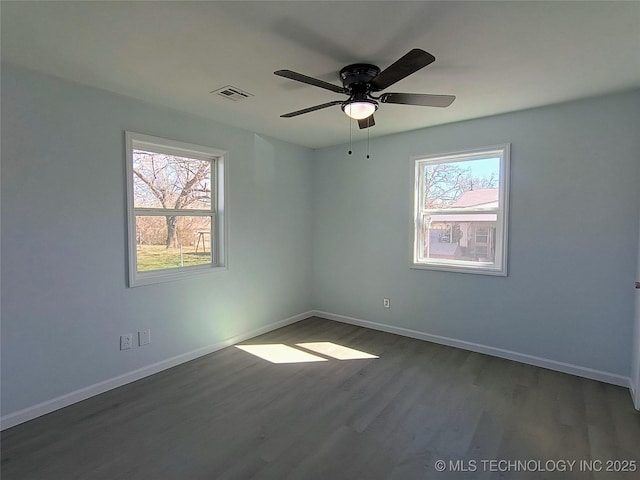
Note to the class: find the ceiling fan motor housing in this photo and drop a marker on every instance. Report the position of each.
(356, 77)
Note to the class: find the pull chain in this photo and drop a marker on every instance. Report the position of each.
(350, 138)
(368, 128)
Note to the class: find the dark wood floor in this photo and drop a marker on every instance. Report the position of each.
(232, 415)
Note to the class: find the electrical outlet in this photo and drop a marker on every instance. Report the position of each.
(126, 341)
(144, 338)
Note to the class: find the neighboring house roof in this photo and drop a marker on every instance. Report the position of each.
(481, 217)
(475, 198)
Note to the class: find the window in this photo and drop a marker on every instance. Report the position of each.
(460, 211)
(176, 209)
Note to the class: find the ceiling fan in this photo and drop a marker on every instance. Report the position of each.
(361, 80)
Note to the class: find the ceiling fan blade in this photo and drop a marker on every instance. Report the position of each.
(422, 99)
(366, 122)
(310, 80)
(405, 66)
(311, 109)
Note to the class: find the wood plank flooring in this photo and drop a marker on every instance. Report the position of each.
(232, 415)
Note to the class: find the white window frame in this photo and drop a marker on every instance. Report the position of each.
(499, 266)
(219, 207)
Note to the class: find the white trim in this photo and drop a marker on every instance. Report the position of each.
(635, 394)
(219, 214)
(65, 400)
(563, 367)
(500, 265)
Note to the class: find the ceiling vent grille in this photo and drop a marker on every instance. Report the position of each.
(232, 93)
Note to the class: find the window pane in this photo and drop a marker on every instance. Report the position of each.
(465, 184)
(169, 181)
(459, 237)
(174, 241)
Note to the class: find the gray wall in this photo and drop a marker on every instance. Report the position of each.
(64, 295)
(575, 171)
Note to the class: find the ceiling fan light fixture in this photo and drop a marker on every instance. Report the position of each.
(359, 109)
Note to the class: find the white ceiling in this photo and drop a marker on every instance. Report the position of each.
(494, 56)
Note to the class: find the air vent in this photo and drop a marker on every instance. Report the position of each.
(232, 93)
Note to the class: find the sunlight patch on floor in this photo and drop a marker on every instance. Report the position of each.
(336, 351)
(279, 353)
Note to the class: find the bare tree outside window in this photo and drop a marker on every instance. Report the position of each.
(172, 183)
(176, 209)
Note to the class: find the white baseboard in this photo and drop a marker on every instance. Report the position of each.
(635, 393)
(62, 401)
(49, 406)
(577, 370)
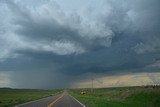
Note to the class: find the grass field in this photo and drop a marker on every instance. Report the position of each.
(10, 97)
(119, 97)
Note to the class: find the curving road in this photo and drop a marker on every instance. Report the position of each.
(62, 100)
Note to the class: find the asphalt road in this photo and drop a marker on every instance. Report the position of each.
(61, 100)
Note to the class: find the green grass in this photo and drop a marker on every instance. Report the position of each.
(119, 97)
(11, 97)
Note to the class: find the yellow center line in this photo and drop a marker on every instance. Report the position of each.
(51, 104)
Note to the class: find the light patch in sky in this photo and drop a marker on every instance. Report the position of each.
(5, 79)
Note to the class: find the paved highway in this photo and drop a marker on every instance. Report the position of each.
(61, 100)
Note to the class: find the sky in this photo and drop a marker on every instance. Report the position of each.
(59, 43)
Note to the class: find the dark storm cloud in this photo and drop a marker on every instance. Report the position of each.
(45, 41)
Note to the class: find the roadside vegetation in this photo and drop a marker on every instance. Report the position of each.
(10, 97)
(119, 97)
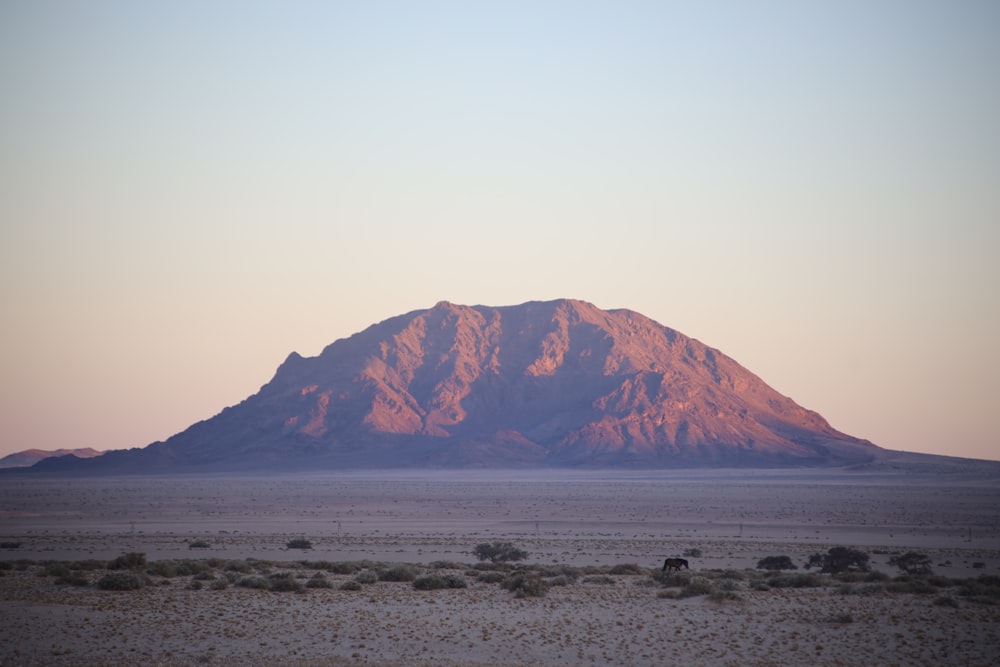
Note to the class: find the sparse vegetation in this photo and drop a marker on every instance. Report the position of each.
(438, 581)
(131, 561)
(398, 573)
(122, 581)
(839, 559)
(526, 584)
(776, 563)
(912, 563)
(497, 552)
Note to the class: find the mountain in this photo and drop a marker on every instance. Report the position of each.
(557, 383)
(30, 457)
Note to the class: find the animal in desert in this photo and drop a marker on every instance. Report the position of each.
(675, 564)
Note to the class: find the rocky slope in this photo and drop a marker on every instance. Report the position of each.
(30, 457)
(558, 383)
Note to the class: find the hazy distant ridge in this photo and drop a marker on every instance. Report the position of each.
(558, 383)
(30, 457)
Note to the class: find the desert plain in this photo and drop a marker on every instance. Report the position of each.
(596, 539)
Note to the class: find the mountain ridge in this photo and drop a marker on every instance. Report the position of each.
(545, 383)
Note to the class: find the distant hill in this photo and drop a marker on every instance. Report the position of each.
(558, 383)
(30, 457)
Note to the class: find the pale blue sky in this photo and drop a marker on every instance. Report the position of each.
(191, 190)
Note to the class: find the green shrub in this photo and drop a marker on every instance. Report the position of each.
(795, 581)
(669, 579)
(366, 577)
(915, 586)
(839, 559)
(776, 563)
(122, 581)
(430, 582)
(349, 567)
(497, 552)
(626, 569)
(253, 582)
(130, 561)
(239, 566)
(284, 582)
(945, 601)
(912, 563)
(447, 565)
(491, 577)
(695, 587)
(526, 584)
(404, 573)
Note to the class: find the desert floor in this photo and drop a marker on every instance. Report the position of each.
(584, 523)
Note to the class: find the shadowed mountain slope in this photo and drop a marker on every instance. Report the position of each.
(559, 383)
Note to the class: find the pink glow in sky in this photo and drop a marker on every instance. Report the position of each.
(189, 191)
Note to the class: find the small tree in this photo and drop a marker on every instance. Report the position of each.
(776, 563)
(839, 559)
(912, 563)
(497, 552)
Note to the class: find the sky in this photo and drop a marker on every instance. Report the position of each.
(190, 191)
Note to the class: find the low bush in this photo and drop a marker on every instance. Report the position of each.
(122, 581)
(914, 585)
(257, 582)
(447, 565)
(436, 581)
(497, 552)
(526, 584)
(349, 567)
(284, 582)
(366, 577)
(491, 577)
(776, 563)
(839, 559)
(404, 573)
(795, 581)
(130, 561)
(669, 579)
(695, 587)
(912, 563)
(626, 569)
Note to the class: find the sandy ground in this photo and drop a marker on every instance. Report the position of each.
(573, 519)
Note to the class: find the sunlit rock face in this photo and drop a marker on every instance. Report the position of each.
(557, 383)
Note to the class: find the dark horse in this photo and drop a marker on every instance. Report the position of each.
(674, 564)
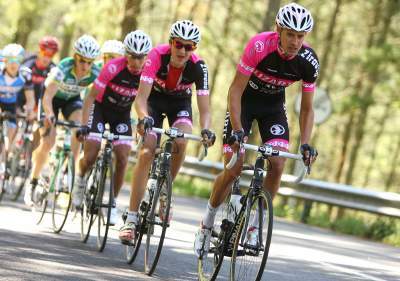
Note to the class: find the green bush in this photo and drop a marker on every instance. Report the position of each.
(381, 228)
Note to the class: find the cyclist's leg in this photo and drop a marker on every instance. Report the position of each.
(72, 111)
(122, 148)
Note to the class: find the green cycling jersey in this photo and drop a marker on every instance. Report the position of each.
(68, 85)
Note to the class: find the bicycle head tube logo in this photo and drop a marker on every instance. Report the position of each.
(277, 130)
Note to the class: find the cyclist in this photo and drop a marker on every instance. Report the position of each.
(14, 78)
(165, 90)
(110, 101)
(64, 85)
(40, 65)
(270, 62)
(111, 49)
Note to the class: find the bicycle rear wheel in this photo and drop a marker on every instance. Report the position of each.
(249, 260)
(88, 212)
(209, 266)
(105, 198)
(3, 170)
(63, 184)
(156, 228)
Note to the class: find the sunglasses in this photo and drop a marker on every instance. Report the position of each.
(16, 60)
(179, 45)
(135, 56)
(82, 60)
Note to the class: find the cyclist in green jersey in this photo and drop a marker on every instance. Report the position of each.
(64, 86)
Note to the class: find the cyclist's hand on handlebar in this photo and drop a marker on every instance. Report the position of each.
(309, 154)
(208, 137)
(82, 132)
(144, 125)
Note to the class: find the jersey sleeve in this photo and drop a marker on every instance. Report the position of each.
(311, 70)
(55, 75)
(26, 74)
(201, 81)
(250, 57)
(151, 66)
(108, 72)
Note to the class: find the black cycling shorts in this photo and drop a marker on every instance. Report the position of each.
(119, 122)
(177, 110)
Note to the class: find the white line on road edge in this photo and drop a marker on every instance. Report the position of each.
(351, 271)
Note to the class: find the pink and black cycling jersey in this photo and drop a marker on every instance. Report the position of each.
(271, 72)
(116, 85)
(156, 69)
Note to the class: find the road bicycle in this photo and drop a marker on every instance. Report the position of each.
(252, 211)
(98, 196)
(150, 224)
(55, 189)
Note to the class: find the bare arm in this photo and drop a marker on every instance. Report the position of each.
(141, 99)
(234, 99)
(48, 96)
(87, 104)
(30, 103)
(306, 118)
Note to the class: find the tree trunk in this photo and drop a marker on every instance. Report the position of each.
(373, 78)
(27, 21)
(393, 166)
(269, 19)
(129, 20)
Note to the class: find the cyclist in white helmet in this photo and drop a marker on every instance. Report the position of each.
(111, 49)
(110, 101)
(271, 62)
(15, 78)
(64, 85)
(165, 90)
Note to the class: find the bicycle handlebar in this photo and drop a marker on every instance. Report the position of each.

-- Exercise --
Everything from the line with "Note to the class: find the road bicycle" to the last line of the entries above is to be retyped exactly. Include both ends.

-- Solved problem --
Note to the class: find the road bicycle in this photo and drop a marker on every instance. Report the position of each.
(252, 211)
(98, 196)
(150, 224)
(55, 189)
Note to the class: find the bare arm in this photo and drop a marker on every instance. Report the position of each.
(141, 99)
(234, 99)
(48, 96)
(87, 104)
(30, 103)
(306, 118)
Note to the class: find the tree trunk in this photo and drop a marker on every instance. Report the position of each.
(373, 78)
(27, 21)
(393, 166)
(269, 19)
(129, 20)
Note to the class: find the cyclist in white helmet in this photo and drop a marker on every instance. Report the position of each.
(111, 49)
(110, 101)
(271, 62)
(15, 78)
(64, 85)
(165, 90)
Note to the class: find the bicycle handlebar in this photo and drop a marker on every instance. Report the position of each.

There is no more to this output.